[Provided data]

□ □ □

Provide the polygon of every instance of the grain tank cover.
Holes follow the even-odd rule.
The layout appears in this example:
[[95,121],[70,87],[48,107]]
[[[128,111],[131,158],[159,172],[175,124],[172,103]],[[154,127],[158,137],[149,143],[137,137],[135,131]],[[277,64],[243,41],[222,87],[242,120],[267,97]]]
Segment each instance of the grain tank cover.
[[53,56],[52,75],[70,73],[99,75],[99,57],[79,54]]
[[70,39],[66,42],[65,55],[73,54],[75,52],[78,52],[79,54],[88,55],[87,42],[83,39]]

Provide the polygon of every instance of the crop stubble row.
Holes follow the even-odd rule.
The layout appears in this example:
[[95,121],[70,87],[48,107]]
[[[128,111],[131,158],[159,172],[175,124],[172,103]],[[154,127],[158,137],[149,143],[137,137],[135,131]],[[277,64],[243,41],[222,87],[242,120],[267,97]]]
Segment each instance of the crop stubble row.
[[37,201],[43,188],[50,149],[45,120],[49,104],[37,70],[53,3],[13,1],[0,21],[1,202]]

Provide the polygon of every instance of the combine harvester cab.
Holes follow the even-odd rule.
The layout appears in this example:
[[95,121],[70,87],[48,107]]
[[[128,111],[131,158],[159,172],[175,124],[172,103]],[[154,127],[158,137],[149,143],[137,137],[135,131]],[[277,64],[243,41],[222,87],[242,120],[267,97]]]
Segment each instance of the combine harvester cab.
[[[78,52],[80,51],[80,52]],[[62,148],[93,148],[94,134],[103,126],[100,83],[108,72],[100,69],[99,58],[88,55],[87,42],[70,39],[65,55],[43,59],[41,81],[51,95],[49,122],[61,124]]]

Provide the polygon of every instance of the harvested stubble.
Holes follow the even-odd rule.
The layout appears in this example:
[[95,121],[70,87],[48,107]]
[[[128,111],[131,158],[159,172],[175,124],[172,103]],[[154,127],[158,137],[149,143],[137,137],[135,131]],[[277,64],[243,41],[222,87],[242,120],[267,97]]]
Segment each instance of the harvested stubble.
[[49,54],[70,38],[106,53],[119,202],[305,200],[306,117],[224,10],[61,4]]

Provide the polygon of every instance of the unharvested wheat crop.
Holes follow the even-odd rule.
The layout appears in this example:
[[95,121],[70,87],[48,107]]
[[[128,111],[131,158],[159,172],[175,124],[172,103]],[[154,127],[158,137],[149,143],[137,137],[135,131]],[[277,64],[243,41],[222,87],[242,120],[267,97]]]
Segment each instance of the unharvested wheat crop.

□ □ □

[Written problem] Recast the data as a Markdown table with the columns Row and Line, starting at the line that contains "Provide the polygon of every instance of the combine" and ending at the end of the data. Omit blank lines.

[Full solution]
| Row | Line |
|---|---|
| 1 | Provide the polygon of every instance of the combine harvester cab. |
| 2 | Holes follow the even-odd rule. |
| 3 | The layout appears in this example: |
| 4 | [[95,121],[70,87],[48,107]] |
| 5 | [[[128,111],[131,158],[159,172],[175,124],[172,103]],[[154,127],[158,137],[149,143],[137,137],[135,131]],[[277,64],[243,41],[222,87],[242,120],[267,97]]] |
| 6 | Segment each instance of the combine harvester cab. |
| 7 | [[[78,52],[80,51],[80,52]],[[62,148],[93,148],[94,134],[103,126],[100,83],[108,72],[100,69],[99,58],[88,55],[87,42],[70,39],[65,55],[43,59],[41,81],[51,95],[49,122],[61,124]]] |
| 8 | Provide the polygon of every instance of the harvested stubble. |
| 9 | Holes follow the even-odd rule. |
| 10 | The layout appears in this example: |
| 11 | [[95,121],[70,87],[48,107]] |
| 12 | [[[128,111],[131,158],[159,172],[175,124],[172,103]],[[154,127],[158,137],[149,143],[137,137],[135,131]],[[277,64],[243,41],[222,87],[242,120],[267,97]]] |
| 13 | Segment each instance of the harvested stubble. |
| 14 | [[49,54],[70,38],[106,53],[119,202],[305,200],[306,117],[224,10],[61,4]] |
| 15 | Provide the polygon of every instance of the unharvested wheat crop. |
| 16 | Holes follow the even-odd rule. |
| 17 | The layout appears in this example: |
| 18 | [[95,121],[70,87],[48,107]] |
| 19 | [[[128,111],[131,158],[159,172],[175,124],[172,103]],[[154,127],[158,137],[149,143],[137,137],[135,131]],[[277,64],[243,41],[222,87],[242,120],[267,97]]] |
| 20 | Segment each instance of the unharvested wheat crop. |